### GIVEN RECORDS
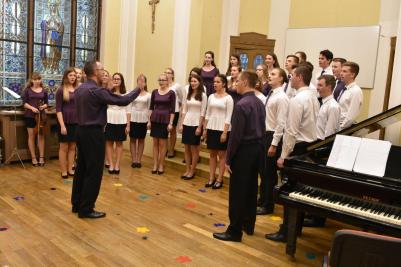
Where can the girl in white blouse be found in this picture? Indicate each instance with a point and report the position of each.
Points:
(193, 114)
(139, 120)
(218, 122)
(117, 126)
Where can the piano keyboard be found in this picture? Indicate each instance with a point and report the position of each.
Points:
(343, 203)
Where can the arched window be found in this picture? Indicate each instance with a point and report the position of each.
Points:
(45, 36)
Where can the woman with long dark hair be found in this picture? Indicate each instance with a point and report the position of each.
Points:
(67, 120)
(208, 72)
(139, 120)
(193, 114)
(35, 99)
(117, 127)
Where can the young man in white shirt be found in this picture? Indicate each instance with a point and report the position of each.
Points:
(336, 66)
(300, 129)
(351, 98)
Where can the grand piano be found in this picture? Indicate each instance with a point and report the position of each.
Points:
(369, 202)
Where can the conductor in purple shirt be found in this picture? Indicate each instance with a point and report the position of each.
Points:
(245, 153)
(91, 106)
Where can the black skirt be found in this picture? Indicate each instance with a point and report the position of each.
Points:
(159, 130)
(70, 136)
(189, 137)
(115, 132)
(176, 117)
(138, 130)
(213, 140)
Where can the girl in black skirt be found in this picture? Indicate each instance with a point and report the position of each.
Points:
(161, 115)
(139, 120)
(193, 114)
(218, 122)
(67, 120)
(117, 126)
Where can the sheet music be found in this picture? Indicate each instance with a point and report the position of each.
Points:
(372, 157)
(344, 152)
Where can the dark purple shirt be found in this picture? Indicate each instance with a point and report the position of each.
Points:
(33, 99)
(247, 124)
(67, 109)
(91, 103)
(208, 79)
(162, 106)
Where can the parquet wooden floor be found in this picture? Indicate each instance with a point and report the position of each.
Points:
(42, 231)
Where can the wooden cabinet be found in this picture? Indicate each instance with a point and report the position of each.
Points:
(252, 48)
(7, 131)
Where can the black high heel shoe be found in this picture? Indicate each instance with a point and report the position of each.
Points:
(217, 185)
(41, 164)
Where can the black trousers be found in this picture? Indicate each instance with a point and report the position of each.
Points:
(244, 187)
(269, 177)
(299, 148)
(89, 169)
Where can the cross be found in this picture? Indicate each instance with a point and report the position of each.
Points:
(153, 3)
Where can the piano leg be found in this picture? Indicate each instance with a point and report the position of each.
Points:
(294, 221)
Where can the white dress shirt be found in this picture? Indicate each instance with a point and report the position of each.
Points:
(276, 113)
(193, 110)
(301, 121)
(350, 101)
(140, 108)
(328, 120)
(219, 112)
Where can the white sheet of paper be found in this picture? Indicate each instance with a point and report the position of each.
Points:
(372, 157)
(344, 152)
(14, 94)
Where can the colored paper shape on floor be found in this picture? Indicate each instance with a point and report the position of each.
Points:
(183, 259)
(143, 197)
(142, 229)
(310, 255)
(275, 218)
(191, 205)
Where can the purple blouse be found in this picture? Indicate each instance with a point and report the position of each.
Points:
(67, 109)
(33, 99)
(162, 106)
(208, 77)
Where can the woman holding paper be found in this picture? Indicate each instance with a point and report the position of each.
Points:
(35, 101)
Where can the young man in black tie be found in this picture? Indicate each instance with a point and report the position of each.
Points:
(300, 129)
(245, 152)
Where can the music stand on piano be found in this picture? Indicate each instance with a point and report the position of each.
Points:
(15, 149)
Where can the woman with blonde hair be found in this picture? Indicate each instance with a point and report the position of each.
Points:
(67, 120)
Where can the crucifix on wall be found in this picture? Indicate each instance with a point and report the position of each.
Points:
(153, 4)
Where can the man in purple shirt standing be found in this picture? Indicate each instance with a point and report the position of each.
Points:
(245, 152)
(91, 106)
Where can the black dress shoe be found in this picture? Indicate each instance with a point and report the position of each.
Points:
(278, 237)
(249, 230)
(92, 215)
(227, 237)
(314, 222)
(264, 210)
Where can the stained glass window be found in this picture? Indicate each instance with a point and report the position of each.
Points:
(13, 48)
(64, 32)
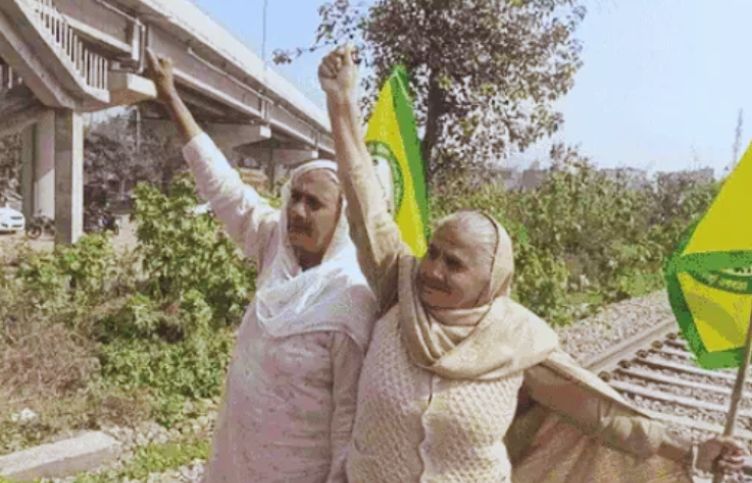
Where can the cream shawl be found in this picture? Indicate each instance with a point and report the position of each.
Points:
(501, 337)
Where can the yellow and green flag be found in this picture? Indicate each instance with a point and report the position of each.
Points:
(709, 275)
(392, 139)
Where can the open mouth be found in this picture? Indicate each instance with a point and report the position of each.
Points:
(434, 287)
(303, 230)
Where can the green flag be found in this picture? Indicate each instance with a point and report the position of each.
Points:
(709, 276)
(392, 139)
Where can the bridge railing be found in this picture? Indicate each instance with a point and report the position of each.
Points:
(91, 66)
(8, 78)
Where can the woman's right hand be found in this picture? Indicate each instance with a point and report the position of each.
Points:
(338, 74)
(160, 71)
(726, 453)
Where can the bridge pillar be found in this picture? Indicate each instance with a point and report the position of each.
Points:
(69, 176)
(38, 171)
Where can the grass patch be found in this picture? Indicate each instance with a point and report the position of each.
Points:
(154, 458)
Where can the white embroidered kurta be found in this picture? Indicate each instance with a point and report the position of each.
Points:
(291, 386)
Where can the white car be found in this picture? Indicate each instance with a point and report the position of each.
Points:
(11, 220)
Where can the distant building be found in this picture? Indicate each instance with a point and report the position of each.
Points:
(700, 176)
(634, 178)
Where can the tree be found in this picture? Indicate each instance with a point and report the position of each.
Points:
(117, 150)
(485, 73)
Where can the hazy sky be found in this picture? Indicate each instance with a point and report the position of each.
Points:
(661, 85)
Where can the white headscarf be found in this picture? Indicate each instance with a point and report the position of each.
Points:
(333, 295)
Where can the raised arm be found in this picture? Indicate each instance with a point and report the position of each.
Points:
(372, 228)
(246, 216)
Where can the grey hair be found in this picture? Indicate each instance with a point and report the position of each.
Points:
(476, 224)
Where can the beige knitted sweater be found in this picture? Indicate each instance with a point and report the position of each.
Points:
(412, 425)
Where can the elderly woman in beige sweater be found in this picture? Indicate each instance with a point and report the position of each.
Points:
(451, 351)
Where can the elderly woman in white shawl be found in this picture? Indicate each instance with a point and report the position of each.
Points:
(440, 382)
(289, 401)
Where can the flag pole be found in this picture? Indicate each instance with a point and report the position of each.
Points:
(736, 395)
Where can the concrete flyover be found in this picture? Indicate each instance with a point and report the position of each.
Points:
(62, 58)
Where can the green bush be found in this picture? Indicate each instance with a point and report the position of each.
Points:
(581, 236)
(181, 251)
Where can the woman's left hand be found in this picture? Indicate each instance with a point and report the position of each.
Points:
(724, 452)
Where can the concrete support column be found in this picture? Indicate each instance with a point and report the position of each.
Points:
(44, 165)
(27, 172)
(69, 176)
(38, 172)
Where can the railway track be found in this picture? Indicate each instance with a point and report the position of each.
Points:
(655, 370)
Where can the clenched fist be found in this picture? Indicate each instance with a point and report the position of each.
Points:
(338, 74)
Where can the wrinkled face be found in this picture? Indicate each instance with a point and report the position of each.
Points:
(312, 212)
(455, 271)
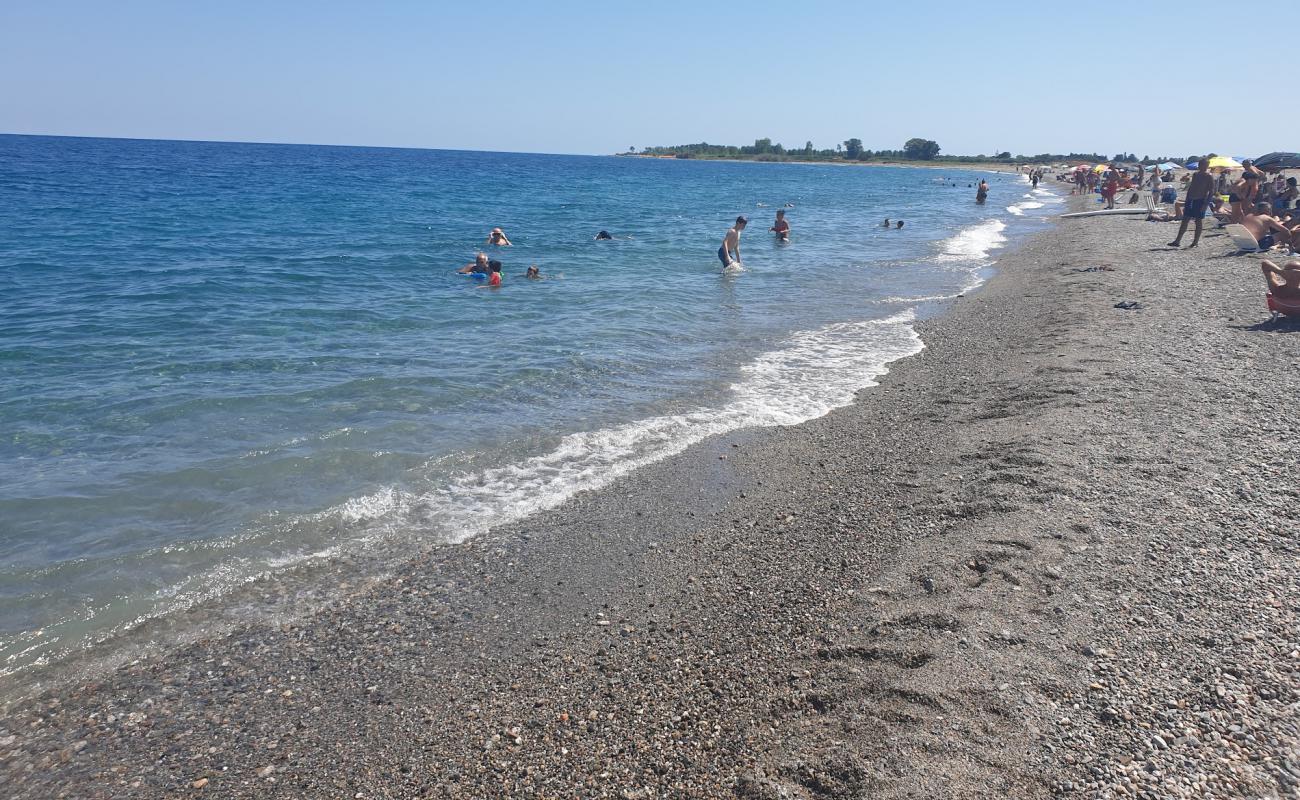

### ABOUT THIS TASK
Lines from the entries that contain the string "sheet" are what must be copied.

### TASK RESULT
Where can the sheet music be found in this picture? Indicate each instance with a point and report the position of each.
Where can the white sheet of paper be found in this picture? Indicate each instance with a point and report the position of each.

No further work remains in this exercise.